## Written exercise a
Can you output the records from the line containing "Annotate the bare" through their final line, unchanged?

## Excerpt provided
* * * * * * * * *
NAV Navbar
python curl
  • Introduction
  • Authentication
  • Workflow
  • Audio Format
  • Introduction

    print("Welcome to Notula Speech API :D")
    

    Welcome to Notula Speech API or so called nplatform which enables integration between Notula Speech Recognition Engine and developer applications. The API recognizes Bahasa Indonesia to support your needs. You can transcribe your voice seamlessly through either microphones or recorded voices with the latest state-of-the-art technology. Unleash broad possibility of ideas and enable command-and-control through voice.

    Authentication

    OAuth2

    Once you have registered your account, you need to request access_token to our OAuth2 before accessing Speech API server. To get access_token directed toward authentication server, request POST as follows :

    auth request sample

    request_header = {
        'content-type' : 'application/x-www-form-urlencoded',
        'Authorization' : 'Basic ' + user_credentials
    }
    
      curl -X POST 'https://oauth.bahasakita.co.id/api/token' \
        -H "Content-type: application/x-www-form-urlencoded" \
        -H "Authorization: Basic user_credentials" \
        -d 'grant_type=client_credentials' \
        -d 'scope=SpeechTest' \
        --cacert "oauth.bahasakita.co.id.pem"
    
    Key Value
    content_type application/x-www-form-urlencoded
    Authorization Basic user_credentials

    PAYLOAD

    request_body = {
        'grant_type' : 'client_credentials',
        'scope': 'SpeechTest'
    }
    
    Key Value
    grant_type 'client_credentials'
    scope 'SpeechTest'

    RESPONSE SAMPLE

    auth response sample

    {
        "scope": "SpeechTest",
        "token_type": "bearer",
        "expires_in": 3600,
        "access_token": "eyJ0eXAiOiJKV1QiLCJhbGciOiJIUzI1NiJ9.eyJjbGllbnRfaWQiOiJia19zcGVlY2giLCJleHBpcmVzX2luIjozNjAwLCJpYXQiOjE1MjQ3MDU4ODcsInNhbHQiOiJaUDhRLVYoWzdHITkkOU01Iiwic2NvcGUiOiJTcGVlY2hUZXN0IiwidHlwZSI6ImNsaWVudF90b2tlbiJ9.8GBPREDEzaaaIkkm3nP-PTZHB3s2bjzR9pMdI1sjw4g"
* * * * * * * * *
[Coordinate annotation entries]
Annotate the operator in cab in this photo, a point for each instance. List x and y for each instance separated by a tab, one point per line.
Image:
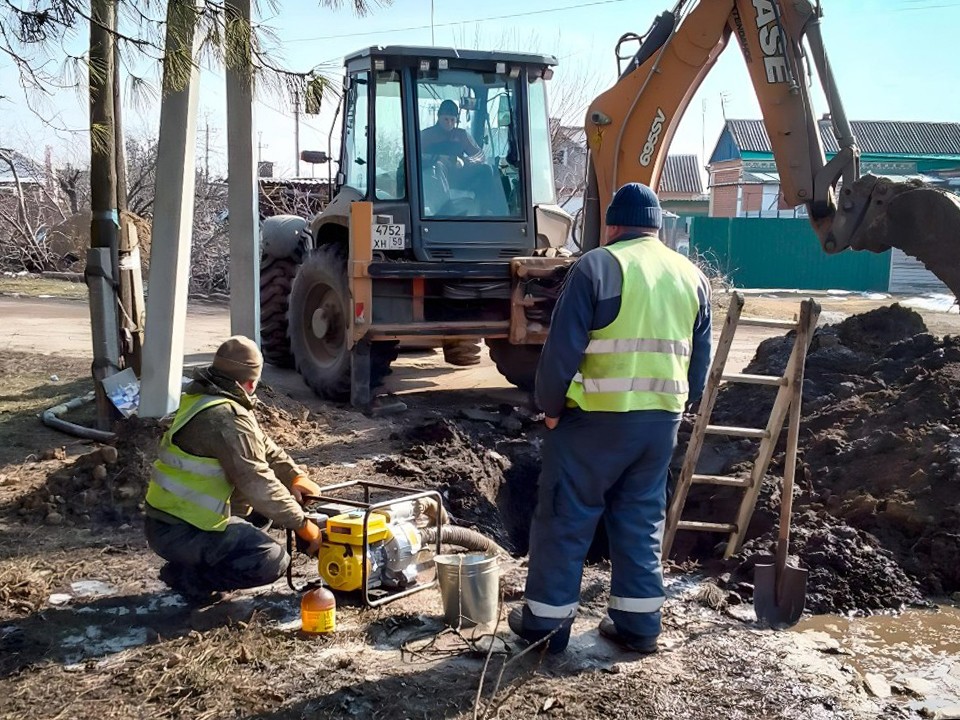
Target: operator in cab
217	479
452	154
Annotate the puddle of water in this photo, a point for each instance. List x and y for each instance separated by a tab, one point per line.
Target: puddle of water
918	649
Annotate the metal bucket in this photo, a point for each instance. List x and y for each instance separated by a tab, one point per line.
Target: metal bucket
469	588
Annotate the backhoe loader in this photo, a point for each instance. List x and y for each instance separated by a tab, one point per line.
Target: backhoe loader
429	240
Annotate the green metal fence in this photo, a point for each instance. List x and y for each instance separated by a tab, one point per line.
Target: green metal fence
783	253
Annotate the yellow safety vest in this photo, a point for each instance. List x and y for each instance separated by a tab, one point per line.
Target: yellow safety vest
640	360
192	488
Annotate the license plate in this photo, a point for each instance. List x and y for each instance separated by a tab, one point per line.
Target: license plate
388	236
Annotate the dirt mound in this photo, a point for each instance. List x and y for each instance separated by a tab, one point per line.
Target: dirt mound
469	475
105	486
71	238
849	571
879	447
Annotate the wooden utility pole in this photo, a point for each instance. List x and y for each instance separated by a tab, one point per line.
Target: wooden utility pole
130	263
102	258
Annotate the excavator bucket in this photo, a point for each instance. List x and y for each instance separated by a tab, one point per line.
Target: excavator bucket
921	220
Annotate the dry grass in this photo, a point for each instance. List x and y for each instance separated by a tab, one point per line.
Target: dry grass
36	286
198	676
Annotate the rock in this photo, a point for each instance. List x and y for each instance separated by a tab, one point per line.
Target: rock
128	492
876	685
59	453
950	712
917	686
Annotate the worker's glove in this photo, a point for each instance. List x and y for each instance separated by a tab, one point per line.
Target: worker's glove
310	534
302	485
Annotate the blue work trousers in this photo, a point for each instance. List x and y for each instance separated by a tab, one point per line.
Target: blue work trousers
611	466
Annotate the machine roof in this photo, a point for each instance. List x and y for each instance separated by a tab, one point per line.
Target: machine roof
449	52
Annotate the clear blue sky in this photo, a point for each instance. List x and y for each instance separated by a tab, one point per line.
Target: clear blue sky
893	59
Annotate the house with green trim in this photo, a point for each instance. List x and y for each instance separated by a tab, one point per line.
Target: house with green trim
744	183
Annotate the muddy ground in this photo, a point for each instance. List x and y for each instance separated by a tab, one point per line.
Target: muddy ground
87	630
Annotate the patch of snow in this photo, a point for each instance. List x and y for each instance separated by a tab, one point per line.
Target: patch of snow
92	588
936	302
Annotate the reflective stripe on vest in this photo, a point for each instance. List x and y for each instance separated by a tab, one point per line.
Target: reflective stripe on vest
192	488
640	605
640	360
658	385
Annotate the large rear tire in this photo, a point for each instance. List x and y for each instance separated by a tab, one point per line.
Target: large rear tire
317	321
517	363
283	240
276	278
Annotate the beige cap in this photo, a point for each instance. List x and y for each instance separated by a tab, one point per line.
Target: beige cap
239	357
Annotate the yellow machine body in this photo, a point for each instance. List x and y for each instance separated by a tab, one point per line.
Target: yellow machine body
340	559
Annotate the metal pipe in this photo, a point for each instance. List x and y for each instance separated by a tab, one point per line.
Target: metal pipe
51	418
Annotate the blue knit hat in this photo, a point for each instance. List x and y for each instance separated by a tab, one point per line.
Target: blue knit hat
634	205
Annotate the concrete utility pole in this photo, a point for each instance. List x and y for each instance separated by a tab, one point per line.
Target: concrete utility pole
296	132
103	255
173	220
243	198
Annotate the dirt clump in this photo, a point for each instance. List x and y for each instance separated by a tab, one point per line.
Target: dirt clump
106	486
470	476
849	571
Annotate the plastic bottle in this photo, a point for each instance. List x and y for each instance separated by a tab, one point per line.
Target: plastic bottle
318	611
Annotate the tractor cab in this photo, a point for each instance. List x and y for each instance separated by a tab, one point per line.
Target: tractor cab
451	146
445	207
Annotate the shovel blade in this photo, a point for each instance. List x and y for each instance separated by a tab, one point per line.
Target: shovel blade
783	608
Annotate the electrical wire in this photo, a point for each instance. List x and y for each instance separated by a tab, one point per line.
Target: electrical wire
544	11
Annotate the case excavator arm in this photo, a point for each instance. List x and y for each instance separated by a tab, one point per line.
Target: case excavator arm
629	128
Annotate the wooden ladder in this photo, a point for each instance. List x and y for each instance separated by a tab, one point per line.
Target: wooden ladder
768	436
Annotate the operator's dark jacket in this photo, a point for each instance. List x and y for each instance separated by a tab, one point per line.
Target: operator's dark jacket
590	301
259	470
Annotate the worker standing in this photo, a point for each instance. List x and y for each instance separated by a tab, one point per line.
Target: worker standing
214	465
629	347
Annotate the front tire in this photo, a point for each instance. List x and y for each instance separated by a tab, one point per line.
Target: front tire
317	321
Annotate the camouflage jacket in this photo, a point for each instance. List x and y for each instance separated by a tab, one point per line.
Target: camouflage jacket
260	471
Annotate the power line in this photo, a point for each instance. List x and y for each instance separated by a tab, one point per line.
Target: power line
545	11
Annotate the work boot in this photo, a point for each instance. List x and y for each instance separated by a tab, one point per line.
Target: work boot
185	582
645	645
517	620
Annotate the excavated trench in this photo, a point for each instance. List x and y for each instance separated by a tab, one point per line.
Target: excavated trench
878	497
877	502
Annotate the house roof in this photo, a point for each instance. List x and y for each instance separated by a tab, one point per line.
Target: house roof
681	174
883	137
28	171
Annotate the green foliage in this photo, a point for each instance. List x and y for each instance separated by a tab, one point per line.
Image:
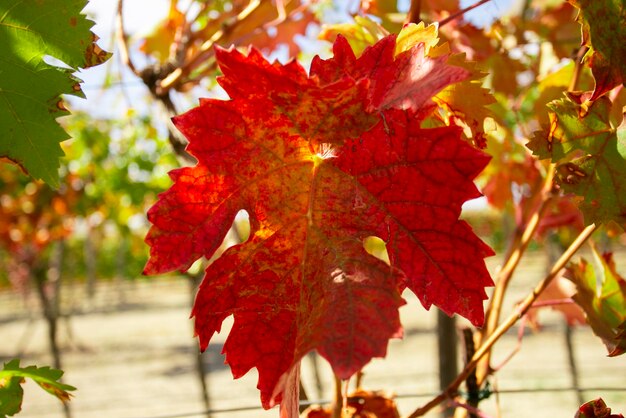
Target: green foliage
30	88
590	155
602	295
12	376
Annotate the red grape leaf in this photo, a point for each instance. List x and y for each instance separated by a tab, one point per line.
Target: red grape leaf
603	31
596	409
321	163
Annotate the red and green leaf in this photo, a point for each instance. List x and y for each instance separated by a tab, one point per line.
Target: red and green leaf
602	295
604	32
596	409
321	163
590	154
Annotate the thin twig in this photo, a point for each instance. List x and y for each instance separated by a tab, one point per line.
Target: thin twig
414	12
122	40
578	64
512	261
462	12
200	55
337	405
451	390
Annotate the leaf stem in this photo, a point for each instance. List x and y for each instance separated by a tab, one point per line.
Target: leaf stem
414	12
526	304
578	64
462	12
512	261
337	405
122	40
205	49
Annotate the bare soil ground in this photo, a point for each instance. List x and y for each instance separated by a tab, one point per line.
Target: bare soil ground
131	354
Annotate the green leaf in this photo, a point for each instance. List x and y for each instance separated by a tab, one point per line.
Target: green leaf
30	88
11	394
602	295
596	409
12	376
604	32
590	155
* * * * * * * * *
## Written exercise b
Could you return the entire Notula Speech API page word for word?

## Correct output a
Annotate the bare soil ground in this photo, a point for each instance. List x and y for each instance separated by a tab, one point per line.
Target: bare soil ground
131	354
Annotate the green leaf in this photo, a point for each instance. List x and y for each instance separated by a tab, one point per line.
Target: green leaf
30	88
11	394
602	295
596	409
12	376
604	32
590	155

## Correct output b
NAV Navbar
python curl
  • Introduction
  • Authentication
  • Workflow
  • Audio Format
  • Introduction

    print("Welcome to Notula Speech API :D")
    

    Welcome to Notula Speech API or so called nplatform which enables integration between Notula Speech Recognition Engine and developer applications. The API recognizes Bahasa Indonesia to support your needs. You can transcribe your voice seamlessly through either microphones or recorded voices with the latest state-of-the-art technology. Unleash broad possibility of ideas and enable command-and-control through voice.

    Authentication

    OAuth2

    Once you have registered your account, you need to request access_token to our OAuth2 before accessing Speech API server. To get access_token directed toward authentication server, request POST as follows :

    auth request sample

    request_header = {
        'content-type' : 'application/x-www-form-urlencoded',
        'Authorization' : 'Basic ' + user_credentials
    }
    
      curl -X POST 'https://oauth.bahasakita.co.id/api/token' \
        -H "Content-type: application/x-www-form-urlencoded" \
        -H "Authorization: Basic user_credentials" \
        -d 'grant_type=client_credentials' \
        -d 'scope=SpeechTest' \
        --cacert "oauth.bahasakita.co.id.pem"
    
    Key Value
    content_type application/x-www-form-urlencoded
    Authorization Basic user_credentials

    PAYLOAD

    request_body = {
        'grant_type' : 'client_credentials',
        'scope': 'SpeechTest'
    }
    
    Key Value
    grant_type 'client_credentials'
    scope 'SpeechTest'

    RESPONSE SAMPLE

    auth response sample

    {
        "scope": "SpeechTest",
        "token_type": "bearer",
        "expires_in": 3600,
        "access_token": "eyJ0eXAiOiJKV1QiLCJhbGciOiJIUzI1NiJ9.eyJjbGllbnRfaWQiOiJia19zcGVlY2giLCJleHBpcmVzX2luIjozNjAwLCJpYXQiOjE1MjQ3MDU4ODcsInNhbHQiOiJaUDhRLVYoWzdHITkkOU01Iiwic2NvcGUiOiJTcGVlY2hUZXN0IiwidHlwZSI6ImNsaWVudF90b2tlbiJ9.8GBPREDEzaaaIkkm3nP-PTZHB3s2bjzR9pMdI1sjw4g"